Dataset records:
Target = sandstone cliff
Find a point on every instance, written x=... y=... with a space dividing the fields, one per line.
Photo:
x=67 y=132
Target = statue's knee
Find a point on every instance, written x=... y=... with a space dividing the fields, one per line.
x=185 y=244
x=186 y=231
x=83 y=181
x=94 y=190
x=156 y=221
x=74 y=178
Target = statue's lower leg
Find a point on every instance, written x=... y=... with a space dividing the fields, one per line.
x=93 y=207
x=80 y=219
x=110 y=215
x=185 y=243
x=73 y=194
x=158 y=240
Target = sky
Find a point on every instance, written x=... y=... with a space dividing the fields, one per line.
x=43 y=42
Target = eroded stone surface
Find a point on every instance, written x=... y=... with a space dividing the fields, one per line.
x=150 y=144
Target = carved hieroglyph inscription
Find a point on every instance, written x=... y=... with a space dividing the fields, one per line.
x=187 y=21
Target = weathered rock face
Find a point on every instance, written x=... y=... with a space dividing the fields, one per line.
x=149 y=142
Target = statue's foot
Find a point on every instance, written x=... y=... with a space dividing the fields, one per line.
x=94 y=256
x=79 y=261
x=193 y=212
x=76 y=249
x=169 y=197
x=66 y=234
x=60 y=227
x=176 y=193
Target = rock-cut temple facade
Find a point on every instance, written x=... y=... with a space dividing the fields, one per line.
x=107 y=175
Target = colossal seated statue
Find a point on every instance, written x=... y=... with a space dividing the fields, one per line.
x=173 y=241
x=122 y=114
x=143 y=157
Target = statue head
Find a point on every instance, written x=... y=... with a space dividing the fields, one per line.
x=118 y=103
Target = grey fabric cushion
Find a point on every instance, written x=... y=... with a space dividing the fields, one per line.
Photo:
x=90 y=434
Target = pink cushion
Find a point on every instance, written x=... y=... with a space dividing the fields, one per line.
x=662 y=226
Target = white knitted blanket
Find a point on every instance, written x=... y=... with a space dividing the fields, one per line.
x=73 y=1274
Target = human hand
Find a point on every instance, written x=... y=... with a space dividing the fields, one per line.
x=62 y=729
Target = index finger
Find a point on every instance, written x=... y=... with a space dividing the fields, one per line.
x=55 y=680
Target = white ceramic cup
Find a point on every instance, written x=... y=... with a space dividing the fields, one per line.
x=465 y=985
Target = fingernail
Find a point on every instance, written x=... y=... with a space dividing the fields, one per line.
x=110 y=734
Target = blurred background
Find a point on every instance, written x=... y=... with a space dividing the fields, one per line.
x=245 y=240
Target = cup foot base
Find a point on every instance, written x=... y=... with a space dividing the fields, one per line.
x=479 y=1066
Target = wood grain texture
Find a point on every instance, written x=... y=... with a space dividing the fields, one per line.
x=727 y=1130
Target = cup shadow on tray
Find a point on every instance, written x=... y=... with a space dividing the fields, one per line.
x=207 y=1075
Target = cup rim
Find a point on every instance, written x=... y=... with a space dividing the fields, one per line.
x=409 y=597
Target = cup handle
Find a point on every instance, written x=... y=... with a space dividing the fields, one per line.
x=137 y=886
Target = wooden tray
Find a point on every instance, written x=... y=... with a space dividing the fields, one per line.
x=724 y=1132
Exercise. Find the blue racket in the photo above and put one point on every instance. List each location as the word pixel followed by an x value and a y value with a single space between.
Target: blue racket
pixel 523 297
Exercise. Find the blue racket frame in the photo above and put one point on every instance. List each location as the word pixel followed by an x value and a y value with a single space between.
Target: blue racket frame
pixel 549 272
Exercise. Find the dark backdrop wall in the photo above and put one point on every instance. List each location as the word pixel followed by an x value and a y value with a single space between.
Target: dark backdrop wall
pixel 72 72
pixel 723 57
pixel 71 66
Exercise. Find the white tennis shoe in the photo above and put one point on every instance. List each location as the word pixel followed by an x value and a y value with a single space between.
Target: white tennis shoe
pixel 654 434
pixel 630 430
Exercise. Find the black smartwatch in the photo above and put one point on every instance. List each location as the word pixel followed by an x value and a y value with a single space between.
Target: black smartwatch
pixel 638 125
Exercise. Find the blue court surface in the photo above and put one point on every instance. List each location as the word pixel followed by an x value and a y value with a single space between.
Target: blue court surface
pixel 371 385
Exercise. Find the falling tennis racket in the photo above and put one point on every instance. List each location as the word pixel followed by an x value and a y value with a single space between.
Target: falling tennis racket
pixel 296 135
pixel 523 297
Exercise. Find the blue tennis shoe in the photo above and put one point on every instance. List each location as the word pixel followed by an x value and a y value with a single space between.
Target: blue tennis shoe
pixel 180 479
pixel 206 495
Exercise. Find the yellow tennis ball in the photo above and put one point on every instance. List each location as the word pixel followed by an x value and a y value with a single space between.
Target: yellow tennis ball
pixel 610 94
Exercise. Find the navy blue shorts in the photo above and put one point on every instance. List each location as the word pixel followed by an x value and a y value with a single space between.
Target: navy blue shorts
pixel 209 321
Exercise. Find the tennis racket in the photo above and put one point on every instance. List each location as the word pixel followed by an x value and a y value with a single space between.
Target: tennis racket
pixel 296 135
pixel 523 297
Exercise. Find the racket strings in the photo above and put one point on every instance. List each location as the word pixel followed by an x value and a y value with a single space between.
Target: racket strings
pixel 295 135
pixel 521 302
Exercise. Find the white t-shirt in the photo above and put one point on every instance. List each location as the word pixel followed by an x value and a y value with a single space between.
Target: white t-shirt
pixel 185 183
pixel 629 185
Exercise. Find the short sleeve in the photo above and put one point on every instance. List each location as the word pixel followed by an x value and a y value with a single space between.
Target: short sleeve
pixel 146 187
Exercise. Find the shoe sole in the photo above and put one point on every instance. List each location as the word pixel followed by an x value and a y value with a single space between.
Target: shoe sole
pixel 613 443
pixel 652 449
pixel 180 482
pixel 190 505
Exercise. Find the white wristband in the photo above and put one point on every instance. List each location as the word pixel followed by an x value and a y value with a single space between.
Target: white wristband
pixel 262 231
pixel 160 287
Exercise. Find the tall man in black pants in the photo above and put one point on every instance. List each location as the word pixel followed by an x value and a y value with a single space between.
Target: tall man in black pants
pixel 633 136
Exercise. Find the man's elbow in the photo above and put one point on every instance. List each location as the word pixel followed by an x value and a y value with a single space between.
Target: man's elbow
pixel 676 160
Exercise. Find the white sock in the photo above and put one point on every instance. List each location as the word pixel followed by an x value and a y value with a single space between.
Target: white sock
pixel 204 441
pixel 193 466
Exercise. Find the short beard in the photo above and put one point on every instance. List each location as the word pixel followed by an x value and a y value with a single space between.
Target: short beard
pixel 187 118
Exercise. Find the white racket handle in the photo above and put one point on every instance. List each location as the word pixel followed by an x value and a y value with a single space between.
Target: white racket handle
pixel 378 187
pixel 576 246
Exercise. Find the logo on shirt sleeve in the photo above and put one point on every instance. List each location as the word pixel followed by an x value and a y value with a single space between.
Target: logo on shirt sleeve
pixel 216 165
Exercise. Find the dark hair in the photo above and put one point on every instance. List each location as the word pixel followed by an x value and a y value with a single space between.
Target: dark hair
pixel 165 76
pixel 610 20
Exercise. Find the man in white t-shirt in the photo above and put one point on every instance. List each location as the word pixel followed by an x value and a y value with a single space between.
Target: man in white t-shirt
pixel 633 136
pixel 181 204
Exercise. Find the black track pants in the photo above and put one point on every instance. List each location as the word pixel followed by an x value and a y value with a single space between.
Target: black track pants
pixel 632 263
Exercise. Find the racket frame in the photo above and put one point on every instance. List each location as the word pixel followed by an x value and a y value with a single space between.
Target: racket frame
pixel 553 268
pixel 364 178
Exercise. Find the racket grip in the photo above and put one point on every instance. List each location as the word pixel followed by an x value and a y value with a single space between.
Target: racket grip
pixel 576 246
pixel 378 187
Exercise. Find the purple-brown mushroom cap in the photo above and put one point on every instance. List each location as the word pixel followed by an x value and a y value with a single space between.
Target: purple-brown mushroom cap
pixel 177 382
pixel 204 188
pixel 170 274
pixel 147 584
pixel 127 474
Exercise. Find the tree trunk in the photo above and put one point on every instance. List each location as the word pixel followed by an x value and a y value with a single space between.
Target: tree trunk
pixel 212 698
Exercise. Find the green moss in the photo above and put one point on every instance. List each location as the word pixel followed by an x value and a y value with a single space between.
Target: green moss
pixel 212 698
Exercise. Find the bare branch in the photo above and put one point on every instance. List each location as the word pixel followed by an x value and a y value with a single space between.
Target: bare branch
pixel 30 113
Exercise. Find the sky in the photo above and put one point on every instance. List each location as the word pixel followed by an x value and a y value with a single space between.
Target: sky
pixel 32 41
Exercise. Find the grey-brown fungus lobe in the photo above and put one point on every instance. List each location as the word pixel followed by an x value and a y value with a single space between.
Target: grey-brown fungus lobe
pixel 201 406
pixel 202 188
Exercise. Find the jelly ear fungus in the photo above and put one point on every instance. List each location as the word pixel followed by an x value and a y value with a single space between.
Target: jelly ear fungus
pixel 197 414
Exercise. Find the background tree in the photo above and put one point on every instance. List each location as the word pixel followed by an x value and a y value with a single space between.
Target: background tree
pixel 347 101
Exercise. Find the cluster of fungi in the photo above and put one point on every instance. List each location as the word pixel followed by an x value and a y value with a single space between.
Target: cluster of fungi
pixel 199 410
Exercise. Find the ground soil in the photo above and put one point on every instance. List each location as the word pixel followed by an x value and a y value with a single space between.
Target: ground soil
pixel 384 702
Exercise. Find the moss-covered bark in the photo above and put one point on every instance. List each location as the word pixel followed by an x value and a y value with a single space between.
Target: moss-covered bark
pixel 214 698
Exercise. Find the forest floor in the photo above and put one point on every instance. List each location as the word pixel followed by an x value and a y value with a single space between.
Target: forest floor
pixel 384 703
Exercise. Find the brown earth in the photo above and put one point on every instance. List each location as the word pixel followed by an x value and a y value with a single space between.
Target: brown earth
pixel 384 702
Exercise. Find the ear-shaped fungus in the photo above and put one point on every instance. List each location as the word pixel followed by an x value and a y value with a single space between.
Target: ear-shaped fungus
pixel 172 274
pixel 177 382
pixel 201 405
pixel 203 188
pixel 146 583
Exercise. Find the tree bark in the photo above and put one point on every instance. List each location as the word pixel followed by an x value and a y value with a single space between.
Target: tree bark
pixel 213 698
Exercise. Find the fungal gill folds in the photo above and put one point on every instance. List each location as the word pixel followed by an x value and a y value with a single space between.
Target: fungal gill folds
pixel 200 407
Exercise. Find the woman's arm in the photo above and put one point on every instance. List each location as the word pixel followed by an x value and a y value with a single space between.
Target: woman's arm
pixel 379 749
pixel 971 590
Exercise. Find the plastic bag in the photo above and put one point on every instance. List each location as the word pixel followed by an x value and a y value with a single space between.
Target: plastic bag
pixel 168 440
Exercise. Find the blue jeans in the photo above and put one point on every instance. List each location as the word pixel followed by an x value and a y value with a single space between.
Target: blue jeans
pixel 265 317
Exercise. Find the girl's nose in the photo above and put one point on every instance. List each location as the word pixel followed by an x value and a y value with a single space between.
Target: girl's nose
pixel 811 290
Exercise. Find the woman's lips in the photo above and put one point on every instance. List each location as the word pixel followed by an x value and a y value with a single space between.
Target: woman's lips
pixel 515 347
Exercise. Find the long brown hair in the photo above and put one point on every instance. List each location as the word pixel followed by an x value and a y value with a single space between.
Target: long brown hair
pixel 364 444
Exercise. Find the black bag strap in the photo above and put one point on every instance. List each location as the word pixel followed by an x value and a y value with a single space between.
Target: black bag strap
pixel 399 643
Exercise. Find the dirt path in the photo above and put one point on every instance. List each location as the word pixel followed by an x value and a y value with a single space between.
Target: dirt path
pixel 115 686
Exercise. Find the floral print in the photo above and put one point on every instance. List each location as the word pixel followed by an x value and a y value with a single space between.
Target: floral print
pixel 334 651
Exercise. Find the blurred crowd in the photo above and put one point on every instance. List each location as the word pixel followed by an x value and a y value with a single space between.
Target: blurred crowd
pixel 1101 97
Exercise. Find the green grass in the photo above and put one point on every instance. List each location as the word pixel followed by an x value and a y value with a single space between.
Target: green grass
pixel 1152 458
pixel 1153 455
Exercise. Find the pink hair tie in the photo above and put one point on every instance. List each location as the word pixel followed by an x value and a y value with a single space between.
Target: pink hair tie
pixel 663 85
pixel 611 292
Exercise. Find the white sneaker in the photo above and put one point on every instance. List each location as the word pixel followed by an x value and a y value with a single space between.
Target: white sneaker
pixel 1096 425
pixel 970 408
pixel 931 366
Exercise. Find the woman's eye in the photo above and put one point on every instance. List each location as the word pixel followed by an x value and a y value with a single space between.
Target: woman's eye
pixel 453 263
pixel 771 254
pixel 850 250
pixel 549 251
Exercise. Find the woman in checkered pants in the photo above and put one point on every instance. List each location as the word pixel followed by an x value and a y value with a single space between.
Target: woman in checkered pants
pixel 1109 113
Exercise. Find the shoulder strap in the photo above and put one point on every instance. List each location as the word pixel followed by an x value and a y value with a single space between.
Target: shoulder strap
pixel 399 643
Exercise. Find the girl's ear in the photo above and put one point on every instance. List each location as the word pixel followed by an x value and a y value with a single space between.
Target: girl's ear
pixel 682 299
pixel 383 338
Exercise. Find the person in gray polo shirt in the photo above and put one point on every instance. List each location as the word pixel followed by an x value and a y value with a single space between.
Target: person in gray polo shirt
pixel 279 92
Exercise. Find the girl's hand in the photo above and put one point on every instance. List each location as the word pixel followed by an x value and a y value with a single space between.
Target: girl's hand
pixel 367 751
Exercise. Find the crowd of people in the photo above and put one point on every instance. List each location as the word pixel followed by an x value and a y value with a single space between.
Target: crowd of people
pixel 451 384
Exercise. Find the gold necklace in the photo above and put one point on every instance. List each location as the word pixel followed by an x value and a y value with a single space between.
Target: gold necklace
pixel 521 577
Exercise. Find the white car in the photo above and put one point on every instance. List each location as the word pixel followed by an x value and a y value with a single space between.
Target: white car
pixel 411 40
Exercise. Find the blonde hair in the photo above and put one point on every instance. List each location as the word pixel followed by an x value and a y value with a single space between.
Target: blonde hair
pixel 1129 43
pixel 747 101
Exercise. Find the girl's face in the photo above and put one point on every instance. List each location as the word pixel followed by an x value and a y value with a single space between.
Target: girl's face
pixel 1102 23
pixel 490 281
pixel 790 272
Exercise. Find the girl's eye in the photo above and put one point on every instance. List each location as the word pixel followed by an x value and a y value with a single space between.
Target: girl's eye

== Problem description ==
Edit the lines of the data starting at the one containing "Target = cup handle" and ending at the one containing "x=137 y=886": replace "cup handle" with "mug handle" and leave all else unchanged.

== Completed task ==
Target = mug handle
Find a point on every instance, written x=... y=... with a space dividing the fields, one per line.
x=137 y=886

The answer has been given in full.